▸ **Extracted text**:

---*---

I don't have many friends. My friends are my friends because we can go for long stretches of time not talking or seeing each other. That is what I prefer. The ones who needed nurturing fell away. I don't understand the constancy of friendship. If we really are friends, then there is no need to keep assuring ourselves of this friendship. Clinginess is a sign of insecurity.
And then I went ahead and got married and had babies!
My husband isn't clingy, though. Thank the heavens. Whenever I see couples who are constantly together, I feel suffocated. I saw a celebrity couple before where he was in her space all the time. People swooned, "How romantic!" I just thought, "How invasive."
I guess that's one good reason our marriage works. I don't think I could stand to be with a man who desperately needed me. I respect a man who is whole on his own, who can be happy with his own company. A man who needs someone else to complete him is a dangerous man. They are fearful, insecure, jealous. They are not real men.
I cannot stand and will not suffer a person like that. As Astrid told her husband in Crazy Rich Asians, "It is not my job to make you feel like a man. I can't make you into something you're not." Literally the only good line in that movie.
Ladies, when a man gets jealous or insecure, run.
So what are my weekends like? I still wake up early. At 6, 6:30, 7, thereabouts. But I don't get up till 9. Or until my bladder tells me so. I don't prepare breakfast because I do that 5 days a week. The kids, who wake up late, rummage around the kitchen. Most Sundays, my husband and kids make pancakes. I'm the first one up, so I make myself a cup of coffee and then do the laundry. I handwash the kids' uniforms and our underwear. The rest of our clothes, sheets, and towels, I send off to the laundromat.

---*---

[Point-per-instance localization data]
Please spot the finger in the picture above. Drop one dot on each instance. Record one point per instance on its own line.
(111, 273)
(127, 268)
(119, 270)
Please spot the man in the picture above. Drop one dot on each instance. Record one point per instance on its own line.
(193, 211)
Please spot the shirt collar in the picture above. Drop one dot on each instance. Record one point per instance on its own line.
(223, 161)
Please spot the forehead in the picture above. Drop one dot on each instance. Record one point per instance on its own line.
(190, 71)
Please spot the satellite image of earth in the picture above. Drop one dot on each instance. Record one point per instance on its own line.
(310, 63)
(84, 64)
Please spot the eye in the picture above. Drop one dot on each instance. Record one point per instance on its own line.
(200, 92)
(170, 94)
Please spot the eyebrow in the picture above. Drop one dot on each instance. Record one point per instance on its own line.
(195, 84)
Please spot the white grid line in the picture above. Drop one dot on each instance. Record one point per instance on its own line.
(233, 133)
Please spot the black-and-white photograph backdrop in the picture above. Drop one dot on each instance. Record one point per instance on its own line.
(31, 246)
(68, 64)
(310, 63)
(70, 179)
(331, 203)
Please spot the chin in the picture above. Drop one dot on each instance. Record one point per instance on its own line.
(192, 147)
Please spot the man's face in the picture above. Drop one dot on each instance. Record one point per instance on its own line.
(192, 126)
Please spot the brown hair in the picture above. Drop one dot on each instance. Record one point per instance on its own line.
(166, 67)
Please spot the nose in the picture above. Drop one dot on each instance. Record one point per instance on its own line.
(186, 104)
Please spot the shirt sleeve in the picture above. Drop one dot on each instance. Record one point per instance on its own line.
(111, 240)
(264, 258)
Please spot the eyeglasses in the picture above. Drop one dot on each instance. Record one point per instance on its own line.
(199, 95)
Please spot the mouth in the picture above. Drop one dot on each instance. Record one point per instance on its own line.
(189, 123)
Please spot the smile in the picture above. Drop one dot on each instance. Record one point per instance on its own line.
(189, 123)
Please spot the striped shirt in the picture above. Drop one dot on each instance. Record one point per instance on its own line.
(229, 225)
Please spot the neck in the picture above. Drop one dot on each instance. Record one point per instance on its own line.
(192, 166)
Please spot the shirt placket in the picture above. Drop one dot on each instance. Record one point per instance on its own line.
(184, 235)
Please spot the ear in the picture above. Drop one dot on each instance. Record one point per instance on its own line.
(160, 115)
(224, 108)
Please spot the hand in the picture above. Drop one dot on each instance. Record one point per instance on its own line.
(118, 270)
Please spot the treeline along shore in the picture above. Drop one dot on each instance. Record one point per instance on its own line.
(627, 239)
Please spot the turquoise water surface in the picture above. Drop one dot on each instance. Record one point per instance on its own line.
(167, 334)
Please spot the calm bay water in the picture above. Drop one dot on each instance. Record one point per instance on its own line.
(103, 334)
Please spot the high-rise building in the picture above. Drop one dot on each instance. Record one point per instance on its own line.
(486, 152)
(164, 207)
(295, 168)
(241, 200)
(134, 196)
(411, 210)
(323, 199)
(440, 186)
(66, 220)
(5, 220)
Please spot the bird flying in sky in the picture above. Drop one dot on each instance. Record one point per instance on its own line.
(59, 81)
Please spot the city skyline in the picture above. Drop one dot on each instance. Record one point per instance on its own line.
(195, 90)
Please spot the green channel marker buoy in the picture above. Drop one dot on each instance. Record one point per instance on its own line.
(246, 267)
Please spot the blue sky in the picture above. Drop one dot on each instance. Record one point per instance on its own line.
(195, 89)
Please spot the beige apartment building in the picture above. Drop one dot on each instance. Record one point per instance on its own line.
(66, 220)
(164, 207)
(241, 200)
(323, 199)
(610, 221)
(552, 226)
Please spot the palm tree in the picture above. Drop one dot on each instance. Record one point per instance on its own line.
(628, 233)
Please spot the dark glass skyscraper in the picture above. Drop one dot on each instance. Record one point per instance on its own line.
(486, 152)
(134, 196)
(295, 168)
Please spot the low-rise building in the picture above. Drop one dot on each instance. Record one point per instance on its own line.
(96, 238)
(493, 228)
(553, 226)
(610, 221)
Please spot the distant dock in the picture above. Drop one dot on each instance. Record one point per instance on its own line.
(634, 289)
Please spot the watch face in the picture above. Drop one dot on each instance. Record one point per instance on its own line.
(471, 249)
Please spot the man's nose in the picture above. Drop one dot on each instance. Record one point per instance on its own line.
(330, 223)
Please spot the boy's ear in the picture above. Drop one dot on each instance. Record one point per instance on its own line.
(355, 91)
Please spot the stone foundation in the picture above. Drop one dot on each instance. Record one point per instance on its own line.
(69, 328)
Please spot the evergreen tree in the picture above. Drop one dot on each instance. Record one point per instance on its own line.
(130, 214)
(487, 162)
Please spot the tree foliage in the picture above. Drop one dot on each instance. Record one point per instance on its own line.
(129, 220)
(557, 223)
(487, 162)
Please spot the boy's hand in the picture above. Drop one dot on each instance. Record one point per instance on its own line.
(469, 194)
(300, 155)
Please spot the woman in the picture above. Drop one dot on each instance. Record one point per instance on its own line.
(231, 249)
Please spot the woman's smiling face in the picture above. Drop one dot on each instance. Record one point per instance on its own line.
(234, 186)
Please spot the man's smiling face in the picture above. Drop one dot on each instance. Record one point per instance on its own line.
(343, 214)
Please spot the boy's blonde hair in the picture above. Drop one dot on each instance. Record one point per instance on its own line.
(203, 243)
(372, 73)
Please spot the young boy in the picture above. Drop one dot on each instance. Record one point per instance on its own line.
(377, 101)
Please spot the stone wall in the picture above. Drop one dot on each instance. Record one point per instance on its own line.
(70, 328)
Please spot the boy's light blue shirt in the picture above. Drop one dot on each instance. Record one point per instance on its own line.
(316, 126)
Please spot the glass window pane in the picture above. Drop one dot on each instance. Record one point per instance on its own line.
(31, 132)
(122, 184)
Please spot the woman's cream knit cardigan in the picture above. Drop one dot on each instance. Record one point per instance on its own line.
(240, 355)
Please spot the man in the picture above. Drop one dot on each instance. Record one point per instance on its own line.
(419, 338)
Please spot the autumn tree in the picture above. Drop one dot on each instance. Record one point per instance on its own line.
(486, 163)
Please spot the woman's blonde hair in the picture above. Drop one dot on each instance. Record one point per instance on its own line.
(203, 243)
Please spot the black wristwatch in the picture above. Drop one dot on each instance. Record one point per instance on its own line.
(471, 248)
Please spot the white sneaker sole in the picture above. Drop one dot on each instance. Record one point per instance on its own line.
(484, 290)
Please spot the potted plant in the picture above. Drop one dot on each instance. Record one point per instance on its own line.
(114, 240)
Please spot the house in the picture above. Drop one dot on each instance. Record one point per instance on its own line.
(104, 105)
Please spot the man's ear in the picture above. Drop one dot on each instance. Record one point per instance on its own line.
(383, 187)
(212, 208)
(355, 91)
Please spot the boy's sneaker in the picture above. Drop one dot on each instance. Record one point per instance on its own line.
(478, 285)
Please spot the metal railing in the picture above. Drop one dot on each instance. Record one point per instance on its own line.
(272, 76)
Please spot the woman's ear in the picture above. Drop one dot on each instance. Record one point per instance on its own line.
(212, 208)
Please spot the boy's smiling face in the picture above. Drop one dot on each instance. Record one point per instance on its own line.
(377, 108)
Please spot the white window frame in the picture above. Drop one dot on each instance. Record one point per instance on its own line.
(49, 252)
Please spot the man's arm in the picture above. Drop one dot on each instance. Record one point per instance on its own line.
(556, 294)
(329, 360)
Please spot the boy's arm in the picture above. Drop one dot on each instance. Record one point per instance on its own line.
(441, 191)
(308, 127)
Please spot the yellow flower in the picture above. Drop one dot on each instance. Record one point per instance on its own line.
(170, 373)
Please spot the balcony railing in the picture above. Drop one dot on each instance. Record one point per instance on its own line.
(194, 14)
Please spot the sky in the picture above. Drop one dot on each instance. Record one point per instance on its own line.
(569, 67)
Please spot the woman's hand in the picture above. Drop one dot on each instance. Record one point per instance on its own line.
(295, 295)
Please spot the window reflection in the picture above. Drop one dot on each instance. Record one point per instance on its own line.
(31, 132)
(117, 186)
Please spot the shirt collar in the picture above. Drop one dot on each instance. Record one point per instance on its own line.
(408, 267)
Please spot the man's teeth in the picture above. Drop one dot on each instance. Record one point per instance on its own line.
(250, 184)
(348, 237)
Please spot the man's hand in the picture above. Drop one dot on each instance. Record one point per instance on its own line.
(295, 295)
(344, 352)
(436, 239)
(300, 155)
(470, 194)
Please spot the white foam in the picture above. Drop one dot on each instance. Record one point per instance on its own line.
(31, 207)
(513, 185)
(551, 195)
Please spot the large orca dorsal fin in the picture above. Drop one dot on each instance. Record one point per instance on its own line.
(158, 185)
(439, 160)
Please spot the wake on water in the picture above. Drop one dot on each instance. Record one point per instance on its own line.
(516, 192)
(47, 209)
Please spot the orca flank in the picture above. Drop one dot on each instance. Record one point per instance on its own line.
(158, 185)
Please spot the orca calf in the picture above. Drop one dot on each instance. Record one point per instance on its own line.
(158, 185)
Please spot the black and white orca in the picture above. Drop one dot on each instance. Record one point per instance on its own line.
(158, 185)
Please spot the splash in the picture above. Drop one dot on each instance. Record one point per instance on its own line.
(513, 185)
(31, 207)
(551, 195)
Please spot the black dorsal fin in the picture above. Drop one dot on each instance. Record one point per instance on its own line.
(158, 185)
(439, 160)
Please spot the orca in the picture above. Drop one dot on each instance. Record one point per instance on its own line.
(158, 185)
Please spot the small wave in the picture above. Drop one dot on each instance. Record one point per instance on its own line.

---*---

▸ **Exercise details**: Copy out the text about friendship and marriage, beginning at the words "I don't have" and stopping after "sign of insecurity.".

▸ **Output below**:
I don't have many friends. My friends are my friends because we can go for long stretches of time not talking or seeing each other. That is what I prefer. The ones who needed nurturing fell away. I don't understand the constancy of friendship. If we really are friends, then there is no need to keep assuring ourselves of this friendship. Clinginess is a sign of insecurity.